* [The request]: Print the records again, character for character.

[Items from a dataset]
=======

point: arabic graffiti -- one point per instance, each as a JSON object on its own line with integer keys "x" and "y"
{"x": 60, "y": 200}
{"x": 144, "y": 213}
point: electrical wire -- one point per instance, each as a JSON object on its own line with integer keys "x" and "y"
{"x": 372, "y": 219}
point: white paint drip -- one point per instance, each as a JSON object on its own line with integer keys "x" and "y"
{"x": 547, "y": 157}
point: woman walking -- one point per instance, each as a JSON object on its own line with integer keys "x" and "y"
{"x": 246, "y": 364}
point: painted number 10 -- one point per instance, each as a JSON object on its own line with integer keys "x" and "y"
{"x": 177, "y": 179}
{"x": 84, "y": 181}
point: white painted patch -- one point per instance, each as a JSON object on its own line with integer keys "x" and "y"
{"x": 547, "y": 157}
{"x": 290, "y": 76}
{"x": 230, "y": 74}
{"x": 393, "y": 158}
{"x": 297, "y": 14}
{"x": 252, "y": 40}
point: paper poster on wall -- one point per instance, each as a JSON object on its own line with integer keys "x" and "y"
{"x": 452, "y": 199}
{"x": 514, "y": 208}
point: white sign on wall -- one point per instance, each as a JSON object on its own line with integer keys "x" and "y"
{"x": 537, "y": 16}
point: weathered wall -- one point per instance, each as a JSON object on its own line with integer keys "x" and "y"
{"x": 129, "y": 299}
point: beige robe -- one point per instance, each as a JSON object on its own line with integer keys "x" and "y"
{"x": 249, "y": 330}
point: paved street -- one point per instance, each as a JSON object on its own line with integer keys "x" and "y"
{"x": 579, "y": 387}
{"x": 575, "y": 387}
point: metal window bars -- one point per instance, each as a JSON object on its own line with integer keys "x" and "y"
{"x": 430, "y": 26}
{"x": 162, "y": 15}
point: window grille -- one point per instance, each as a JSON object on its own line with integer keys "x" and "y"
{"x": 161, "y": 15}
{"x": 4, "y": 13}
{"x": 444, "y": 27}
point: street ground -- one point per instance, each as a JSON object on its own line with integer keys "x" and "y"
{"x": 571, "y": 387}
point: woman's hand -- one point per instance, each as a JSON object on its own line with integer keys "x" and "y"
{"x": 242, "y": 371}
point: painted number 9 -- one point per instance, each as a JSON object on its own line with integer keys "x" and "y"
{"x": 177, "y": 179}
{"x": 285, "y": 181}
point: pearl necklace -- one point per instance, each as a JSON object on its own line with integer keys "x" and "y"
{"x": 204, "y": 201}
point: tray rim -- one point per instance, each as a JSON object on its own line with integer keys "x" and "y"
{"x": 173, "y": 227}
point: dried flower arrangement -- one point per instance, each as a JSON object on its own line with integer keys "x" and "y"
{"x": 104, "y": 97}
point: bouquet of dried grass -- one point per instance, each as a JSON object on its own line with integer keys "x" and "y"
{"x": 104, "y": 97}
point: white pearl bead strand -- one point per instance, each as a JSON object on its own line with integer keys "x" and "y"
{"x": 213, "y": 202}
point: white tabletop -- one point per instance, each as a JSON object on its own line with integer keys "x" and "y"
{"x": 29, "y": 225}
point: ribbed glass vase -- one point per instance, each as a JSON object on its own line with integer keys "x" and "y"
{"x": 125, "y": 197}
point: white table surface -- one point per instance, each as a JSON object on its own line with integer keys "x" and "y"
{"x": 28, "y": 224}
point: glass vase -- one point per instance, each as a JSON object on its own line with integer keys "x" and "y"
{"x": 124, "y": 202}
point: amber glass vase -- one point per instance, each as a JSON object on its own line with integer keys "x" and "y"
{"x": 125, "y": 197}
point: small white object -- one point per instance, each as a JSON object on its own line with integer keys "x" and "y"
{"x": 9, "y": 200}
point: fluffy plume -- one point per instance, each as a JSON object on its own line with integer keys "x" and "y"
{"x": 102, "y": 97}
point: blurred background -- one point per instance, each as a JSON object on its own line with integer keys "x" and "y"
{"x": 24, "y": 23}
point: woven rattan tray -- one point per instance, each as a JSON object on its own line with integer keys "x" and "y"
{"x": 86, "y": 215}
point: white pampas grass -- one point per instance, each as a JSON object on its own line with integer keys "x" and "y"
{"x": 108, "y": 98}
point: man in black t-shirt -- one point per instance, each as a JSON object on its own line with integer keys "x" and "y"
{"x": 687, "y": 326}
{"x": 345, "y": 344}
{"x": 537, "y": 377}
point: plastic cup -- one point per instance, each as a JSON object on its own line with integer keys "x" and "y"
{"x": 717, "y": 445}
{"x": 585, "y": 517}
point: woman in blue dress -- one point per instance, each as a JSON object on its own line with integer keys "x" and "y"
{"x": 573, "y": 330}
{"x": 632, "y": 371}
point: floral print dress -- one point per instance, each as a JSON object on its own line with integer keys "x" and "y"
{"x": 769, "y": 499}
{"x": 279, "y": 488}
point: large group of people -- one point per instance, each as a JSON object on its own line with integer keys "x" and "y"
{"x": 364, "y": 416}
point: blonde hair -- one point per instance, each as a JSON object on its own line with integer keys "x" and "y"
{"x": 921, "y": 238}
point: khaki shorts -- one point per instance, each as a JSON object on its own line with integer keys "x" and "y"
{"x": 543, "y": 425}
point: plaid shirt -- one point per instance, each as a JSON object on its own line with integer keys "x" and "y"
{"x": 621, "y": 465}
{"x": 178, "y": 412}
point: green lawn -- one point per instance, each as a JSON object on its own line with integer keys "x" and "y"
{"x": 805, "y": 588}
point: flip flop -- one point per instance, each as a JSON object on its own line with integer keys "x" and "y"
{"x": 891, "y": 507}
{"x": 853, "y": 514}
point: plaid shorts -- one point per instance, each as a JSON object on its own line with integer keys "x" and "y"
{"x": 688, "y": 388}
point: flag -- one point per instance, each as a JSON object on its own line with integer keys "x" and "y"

=======

* [Answer for this exercise]:
point: arabic graffiti -- one point per instance, each as a JSON object on its own line with integer keys "x" and "y"
{"x": 60, "y": 200}
{"x": 144, "y": 213}
point: electrical wire -- one point per instance, each as a JSON object on its own line with integer keys "x" and "y"
{"x": 372, "y": 219}
point: white paint drip -- one point per instance, each as a JSON object on its own line with integer keys "x" and "y"
{"x": 547, "y": 157}
point: woman walking -- one point per instance, each as a JSON object on its own line with integer keys "x" and "y"
{"x": 246, "y": 364}
point: painted number 10 -- one point per instance, each as a JSON object on its own line with integer keys "x" and "y"
{"x": 177, "y": 179}
{"x": 84, "y": 181}
point: white painted patch -- one point per instance, each as a JSON object on its own line with integer keys "x" and "y"
{"x": 547, "y": 157}
{"x": 290, "y": 76}
{"x": 230, "y": 74}
{"x": 393, "y": 158}
{"x": 297, "y": 14}
{"x": 252, "y": 40}
point: paper poster on wall -- one point per instance, each as a JSON object on its own line with integer keys "x" and "y"
{"x": 452, "y": 199}
{"x": 514, "y": 208}
point: white sign on wall -- one point per instance, each as a JSON object on its own line with integer keys "x" and "y"
{"x": 537, "y": 16}
point: weathered wall -- one point per instance, each as a JSON object on its own line with integer keys "x" and "y"
{"x": 129, "y": 299}
point: beige robe -- one point per instance, each as a JSON object on its own line with integer keys "x" and "y"
{"x": 249, "y": 330}
point: paved street -- one point per instance, each as a JSON object on its own line with integer keys "x" and "y"
{"x": 579, "y": 387}
{"x": 575, "y": 387}
point: metal window bars -- one point per instance, each as a JSON object on its own line with integer keys "x" and "y"
{"x": 430, "y": 26}
{"x": 162, "y": 15}
point: window grille -- one point per instance, each as a JSON object on its own line with integer keys "x" and "y"
{"x": 161, "y": 15}
{"x": 4, "y": 13}
{"x": 444, "y": 27}
point: street ground -- one point per instance, each as a JSON object on its own line with integer keys "x" and "y"
{"x": 571, "y": 387}
point: woman's hand -- one point per instance, each as a JSON object on its own line with integer keys "x" and "y"
{"x": 242, "y": 371}
point: painted number 9 -- one point per instance, each as a JSON object on its own line with integer keys "x" and "y"
{"x": 177, "y": 179}
{"x": 285, "y": 181}
point: pearl necklace -- one point per instance, each as a JSON object on its own line with integer keys "x" and "y"
{"x": 204, "y": 201}
point: tray rim -- one point per instance, each as a JSON object on its own line with integer keys "x" and "y"
{"x": 173, "y": 227}
point: dried flower arrangement -- one point per instance, each as a JSON object on its own line with integer keys "x" and "y"
{"x": 104, "y": 97}
point: bouquet of dried grass -- one point per instance, each as a JSON object on its own line with integer keys "x" and "y"
{"x": 104, "y": 97}
point: white pearl bead strand -- one point per instance, each as a JSON object on its own line with integer keys "x" and "y"
{"x": 213, "y": 202}
point: white tabletop -- one point per instance, each as a JSON object on its own line with integer keys "x" and "y"
{"x": 29, "y": 225}
point: ribbed glass vase -- one point per instance, each as a JSON object on its own line with integer keys "x" and "y"
{"x": 125, "y": 197}
point: white table surface -- one point per instance, each as a JSON object on its own line with integer keys "x" and "y"
{"x": 28, "y": 224}
point: glass vase -- one point per instance, each as a JSON object on its own line with integer keys "x" and "y"
{"x": 124, "y": 202}
point: amber glass vase -- one point per instance, each as a JSON object on its own line with integer keys "x" and "y"
{"x": 125, "y": 197}
point: small white object -- one point per instance, each as a JSON object on its own line with integer keys "x" and "y"
{"x": 9, "y": 200}
point: fluffy plume -- one point per instance, each as a JSON object on its own line with integer keys "x" and "y"
{"x": 102, "y": 97}
point: blurred background -- one point per instance, each as a JSON object on its own line with integer keys "x" and "y"
{"x": 24, "y": 23}
point: woven rattan tray -- one point per instance, each as a JSON object on its own line with integer keys "x" and "y"
{"x": 86, "y": 215}
point: white pampas grass -- one point per instance, each as a JSON object on its own line with integer keys "x" and "y"
{"x": 108, "y": 98}
point: man in black t-shirt -- one point per instance, each as a JSON object on its own line with integer keys "x" and "y"
{"x": 687, "y": 326}
{"x": 345, "y": 344}
{"x": 537, "y": 377}
point: plastic cup -- one point per instance, each as a JSON object on its own line with integer keys "x" and "y"
{"x": 717, "y": 445}
{"x": 585, "y": 517}
point: woman in blue dress -- one point per instance, each as a JSON object on its own line with integer keys "x" and "y"
{"x": 573, "y": 330}
{"x": 632, "y": 371}
point: floral print dress -- one point per instance, each as a JSON object on its own line with integer keys "x" and "y"
{"x": 769, "y": 499}
{"x": 279, "y": 488}
point: large group of people -- one point per instance, each as a JSON object on its own line with integer keys "x" and "y"
{"x": 364, "y": 416}
point: blonde hair -- one point per instance, each as a JSON object on its own line with integer keys "x" and "y"
{"x": 921, "y": 238}
point: khaki shorts -- one point per instance, each as a JSON object on its own line with integer keys "x" and "y"
{"x": 543, "y": 425}
point: plaid shirt -- one point per instance, each as a JSON object on its own line with integer keys "x" and "y"
{"x": 621, "y": 465}
{"x": 178, "y": 412}
point: green lawn -- one point per instance, each as a JSON object on its own line with integer keys "x" and "y"
{"x": 805, "y": 588}
point: flip flop -- one point per instance, each as a JSON object on its own line with integer keys "x" and "y"
{"x": 891, "y": 507}
{"x": 853, "y": 514}
point: plaid shorts -- one point per instance, each as a JSON object on its own line with integer keys "x" and "y"
{"x": 688, "y": 388}
point: flag -- one point per instance, each as a JSON object on its own line with integer keys "x" and "y"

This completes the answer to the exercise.